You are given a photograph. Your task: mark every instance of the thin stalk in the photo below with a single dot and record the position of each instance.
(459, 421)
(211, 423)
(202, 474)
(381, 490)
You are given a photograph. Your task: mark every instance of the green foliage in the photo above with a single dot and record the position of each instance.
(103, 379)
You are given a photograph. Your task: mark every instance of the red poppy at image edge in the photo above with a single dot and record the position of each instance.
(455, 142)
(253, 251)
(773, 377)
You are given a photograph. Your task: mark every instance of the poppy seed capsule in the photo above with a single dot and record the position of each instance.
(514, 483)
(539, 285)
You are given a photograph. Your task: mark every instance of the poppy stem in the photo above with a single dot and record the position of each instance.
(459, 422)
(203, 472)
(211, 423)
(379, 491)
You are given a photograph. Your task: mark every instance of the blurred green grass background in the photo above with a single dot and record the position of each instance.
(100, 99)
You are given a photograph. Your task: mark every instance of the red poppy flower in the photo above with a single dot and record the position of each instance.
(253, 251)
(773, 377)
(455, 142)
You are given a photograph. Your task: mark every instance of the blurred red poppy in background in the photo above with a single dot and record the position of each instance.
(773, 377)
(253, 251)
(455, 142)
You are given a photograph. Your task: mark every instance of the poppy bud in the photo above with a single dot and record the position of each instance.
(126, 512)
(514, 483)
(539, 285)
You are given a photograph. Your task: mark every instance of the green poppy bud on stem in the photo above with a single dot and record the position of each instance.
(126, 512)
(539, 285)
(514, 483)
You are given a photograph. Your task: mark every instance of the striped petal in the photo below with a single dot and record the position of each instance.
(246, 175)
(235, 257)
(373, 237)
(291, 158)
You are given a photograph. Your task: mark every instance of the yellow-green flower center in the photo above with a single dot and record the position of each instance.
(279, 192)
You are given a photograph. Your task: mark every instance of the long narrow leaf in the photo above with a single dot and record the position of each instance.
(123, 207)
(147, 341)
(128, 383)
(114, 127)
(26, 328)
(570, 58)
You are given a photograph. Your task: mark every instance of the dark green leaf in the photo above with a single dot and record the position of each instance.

▬▬▬▬▬▬

_EXERCISE AIM_: Copy the lines from the one containing "the blurred red" through the final line above, both included, with the requests kept, and increase every coordinate in the point answers by 94.

_OUTPUT OF THE EXERCISE_:
You are given a photograph. Your task: mark every instance of the blurred red poppy in background in the photo above with a single dot and record the position of each instance.
(867, 471)
(347, 345)
(549, 236)
You are given a photograph. Your task: mark every instance of the poppy bud in the photo above with a single dot and record the position of each instance.
(220, 606)
(608, 577)
(633, 379)
You are given a photograph. Your task: mark every instance of the green poppy bud on stem in the photo above with a single dot and record the position of each instance.
(220, 606)
(633, 379)
(608, 577)
You are given a photograph. Your task: mark every instance of the striped petal in the photo below with a single dot and record the position of each instance.
(340, 269)
(329, 351)
(467, 331)
(385, 252)
You are given a photograph. Your task: mark every instance of the yellow-green flower center in the photo above with a single dot and record the position of each instance.
(373, 286)
You are given a photograph. Your task: mark every instance of the long narrow leaf in the photo above with a single dot and record the position of each instance.
(217, 301)
(241, 435)
(222, 477)
(208, 221)
(120, 422)
(664, 152)
You are given a photograph. Your task: mark every instance of the dark green leaf in the photo above with a single dot and record the position of each instance.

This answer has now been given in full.